> **What to work on**
Work out how many lines below hold the string "water" and state only that figure.

> **Source data**
◇ ◇ ◇ ◇ ◇

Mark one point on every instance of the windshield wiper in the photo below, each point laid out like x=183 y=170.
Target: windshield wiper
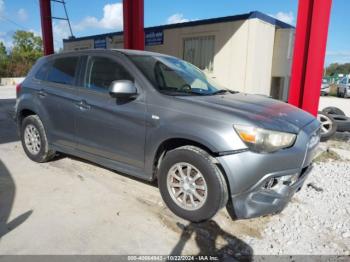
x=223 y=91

◇ ◇ ◇ ◇ ◇

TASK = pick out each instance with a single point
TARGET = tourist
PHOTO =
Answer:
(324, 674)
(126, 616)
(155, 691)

◇ ◇ ◇ ◇ ◇

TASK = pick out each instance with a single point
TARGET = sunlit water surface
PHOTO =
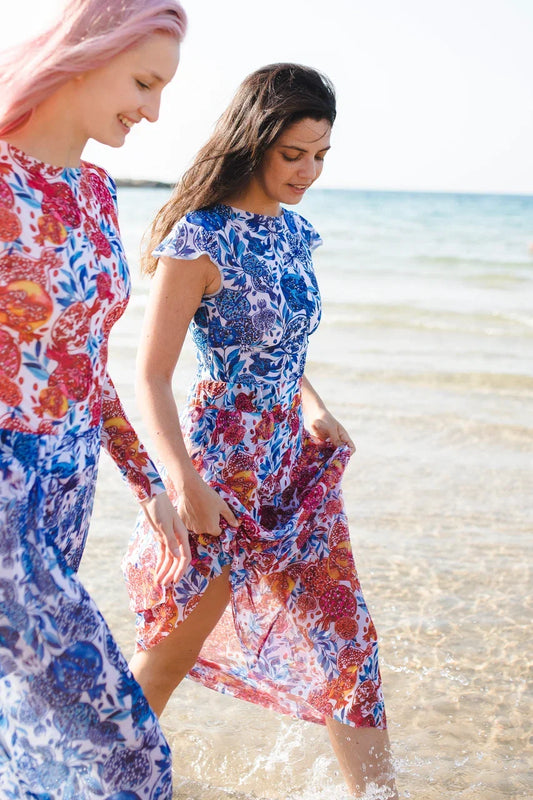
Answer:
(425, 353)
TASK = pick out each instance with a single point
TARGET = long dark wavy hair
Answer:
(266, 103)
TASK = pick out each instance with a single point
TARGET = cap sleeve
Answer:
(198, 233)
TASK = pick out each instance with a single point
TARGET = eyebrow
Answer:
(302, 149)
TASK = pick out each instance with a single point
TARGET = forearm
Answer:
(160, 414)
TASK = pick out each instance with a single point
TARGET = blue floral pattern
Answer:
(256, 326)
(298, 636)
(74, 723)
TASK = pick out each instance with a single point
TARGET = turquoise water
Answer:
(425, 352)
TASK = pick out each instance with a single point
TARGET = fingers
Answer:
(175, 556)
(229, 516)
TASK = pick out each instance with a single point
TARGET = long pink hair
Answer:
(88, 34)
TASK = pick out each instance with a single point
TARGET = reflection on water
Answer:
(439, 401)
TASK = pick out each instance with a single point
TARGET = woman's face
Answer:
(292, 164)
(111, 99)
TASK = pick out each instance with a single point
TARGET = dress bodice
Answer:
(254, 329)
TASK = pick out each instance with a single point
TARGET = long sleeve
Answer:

◇ ◇ ◇ ◇ ◇

> **Answer to this problem**
3